### WHAT IS NEEDED
Return every line below as is, leaving out the pictures.

Dataset excerpts on object pointing:
>> start

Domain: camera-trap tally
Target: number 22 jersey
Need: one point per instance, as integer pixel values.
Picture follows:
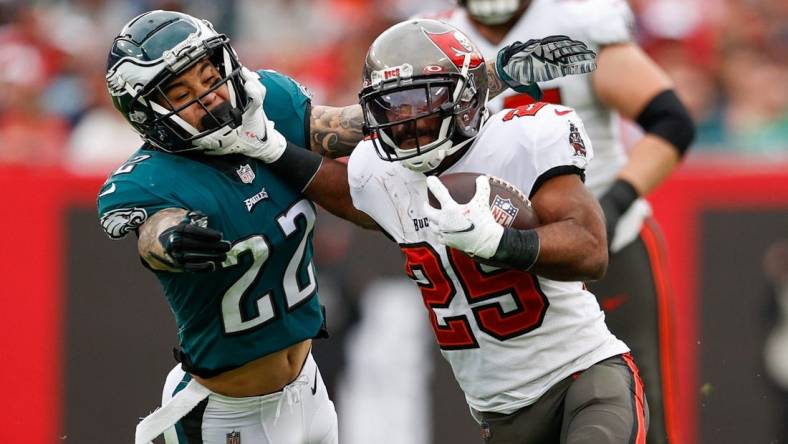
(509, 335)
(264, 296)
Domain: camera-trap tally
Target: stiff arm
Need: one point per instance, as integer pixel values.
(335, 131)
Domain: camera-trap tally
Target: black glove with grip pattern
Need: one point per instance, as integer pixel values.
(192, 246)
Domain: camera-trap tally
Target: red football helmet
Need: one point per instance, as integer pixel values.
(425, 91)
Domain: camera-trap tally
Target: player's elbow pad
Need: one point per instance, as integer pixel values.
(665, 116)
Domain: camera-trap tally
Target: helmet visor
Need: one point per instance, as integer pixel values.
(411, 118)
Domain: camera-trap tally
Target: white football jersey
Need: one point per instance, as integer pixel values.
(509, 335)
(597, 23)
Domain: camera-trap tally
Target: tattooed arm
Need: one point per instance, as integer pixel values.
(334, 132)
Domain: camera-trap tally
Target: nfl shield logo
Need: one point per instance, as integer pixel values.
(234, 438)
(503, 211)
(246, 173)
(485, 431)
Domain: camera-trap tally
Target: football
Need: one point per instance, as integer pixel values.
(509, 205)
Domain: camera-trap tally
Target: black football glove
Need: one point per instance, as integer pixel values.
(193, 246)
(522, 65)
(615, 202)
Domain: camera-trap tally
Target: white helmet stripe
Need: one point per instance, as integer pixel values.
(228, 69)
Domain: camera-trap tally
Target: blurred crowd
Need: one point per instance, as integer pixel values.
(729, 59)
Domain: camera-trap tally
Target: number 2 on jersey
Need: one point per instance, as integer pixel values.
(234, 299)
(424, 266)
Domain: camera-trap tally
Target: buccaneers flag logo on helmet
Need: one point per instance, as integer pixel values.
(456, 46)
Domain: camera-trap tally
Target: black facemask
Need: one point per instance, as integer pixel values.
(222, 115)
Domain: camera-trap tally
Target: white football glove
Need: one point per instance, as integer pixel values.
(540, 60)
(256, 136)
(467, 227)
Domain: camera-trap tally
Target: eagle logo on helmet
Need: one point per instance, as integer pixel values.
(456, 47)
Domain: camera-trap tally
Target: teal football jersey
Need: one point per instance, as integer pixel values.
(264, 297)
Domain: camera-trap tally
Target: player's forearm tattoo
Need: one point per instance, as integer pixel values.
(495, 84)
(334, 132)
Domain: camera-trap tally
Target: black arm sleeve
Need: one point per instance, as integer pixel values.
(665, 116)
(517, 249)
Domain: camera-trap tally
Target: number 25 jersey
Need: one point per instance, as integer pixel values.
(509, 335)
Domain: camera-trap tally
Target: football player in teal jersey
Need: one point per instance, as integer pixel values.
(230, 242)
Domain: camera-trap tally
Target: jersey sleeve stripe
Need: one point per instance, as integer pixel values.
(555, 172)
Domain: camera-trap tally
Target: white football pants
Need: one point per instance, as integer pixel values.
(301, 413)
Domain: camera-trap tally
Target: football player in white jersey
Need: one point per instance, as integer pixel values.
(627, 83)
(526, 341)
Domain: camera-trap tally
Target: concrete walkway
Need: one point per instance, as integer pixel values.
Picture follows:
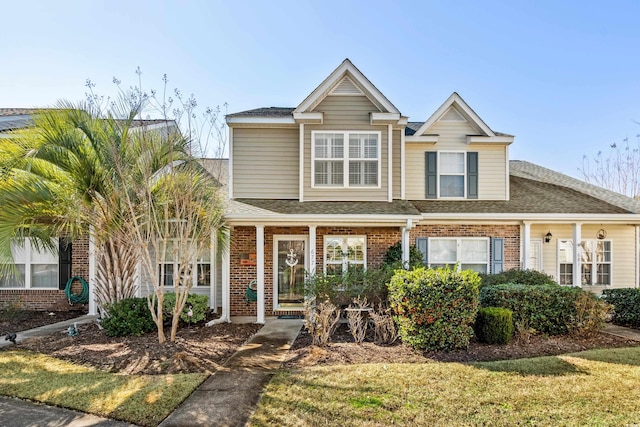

>> end

### ANSWER TO THE TASK
Domain: camera-trap tally
Target: number 22 jersey
Need: one point per instance, as integer pixel values.
Picture follows:
(509, 335)
(264, 296)
Domain: camera-trap tally
Target: stiff arm
Need: one point per instance, as integer pixel values.
(335, 131)
Domain: camera-trap tally
Target: black glove with grip pattern
Need: one point per instance, as integer pixel values.
(192, 246)
Domain: camera-trap tally
Target: red football helmet
Need: one point per instance, as integer pixel values.
(425, 91)
Domain: camera-trap tally
Target: player's elbow pad
Need: one point per instance, as integer pixel values.
(665, 116)
Domain: camera-trap tally
Target: helmet visor
Need: one point per instance, as integer pixel values.
(411, 118)
Domain: camera-trap tally
Target: white football jersey
Need: one point per instance, as integer pixel values.
(509, 335)
(597, 23)
Domain: camera-trap tally
Target: tattooed arm
Need: one point per instance, as integer pixel values.
(334, 132)
Domain: camera-trap tally
Target: nfl shield logo
Need: one point per instance, as integer pixel values.
(234, 438)
(503, 211)
(246, 173)
(485, 431)
Domain: camera-trap tally
Target: football
Need: one point per instance, as integer pixel values.
(509, 205)
Domain: camera-trap tally
Target: black football glove
Need: one point per instance, as integer pixel values.
(193, 246)
(522, 65)
(615, 202)
Domain: camera-trap tally
Target: white helmet stripe
Need: one point per instance, as integer pixel values.
(228, 69)
Domain: camera-trap tally
Target: blurred crowd
Need: one point per instance, as integer pixel values.
(729, 59)
Domain: camera-trap tally
Target: number 2 on jersey
Need: one point per instance, as integer pixel values.
(234, 299)
(424, 266)
Domain: camera-trap tally
Target: buccaneers flag logo on helmet
Need: one point per instance, as integer pixel values.
(456, 46)
Domain: camera-trap tally
Target: black facemask
Need: one point per instance, as integer pixel values.
(222, 115)
Domain: camera-trap tally
Target: white football glove
Need: one point per instance, as integer pixel values.
(540, 60)
(256, 136)
(467, 227)
Domain: camera-trap tally
Target: eagle logo on helmet
Need: one point per instance, as integer pixel values.
(456, 47)
Domain: camera-trap tally
Target: teal football jersey
Need: one point per instance, as integer pixel values.
(264, 297)
Domain: camera-trap tally
Target: player's forearm tattoo
Need: one point per instance, as integer pixel values.
(495, 84)
(334, 132)
Domain: camera-trap tally
Target: black arm sleeve
Need: one point per instance, as integer pixel values.
(665, 116)
(517, 249)
Domain: camera-trap tally
Target: number 25 jersey
Need: one point per instance, as integer pixel values.
(509, 335)
Domain: camera-trap tally
Target: football player in teal jersey
Need: one point per instance, as integer pixel values.
(230, 242)
Domain: camera-trap tally
Target: jersey sleeve stripe
Need: one point per instance, as integer pixel values.
(555, 172)
Domain: camera-trap tally
Target: white football pants
Need: one point per instance, as integer pixel values.
(301, 413)
Domain: camera-trap tally
Target: football player in white jersey
Need: one point per instance, as integer pixel values.
(627, 83)
(526, 341)
Domain: camera-trap tally
Target: concrete walkway
Need: one point per instance, as integer pixel values.
Picture follows:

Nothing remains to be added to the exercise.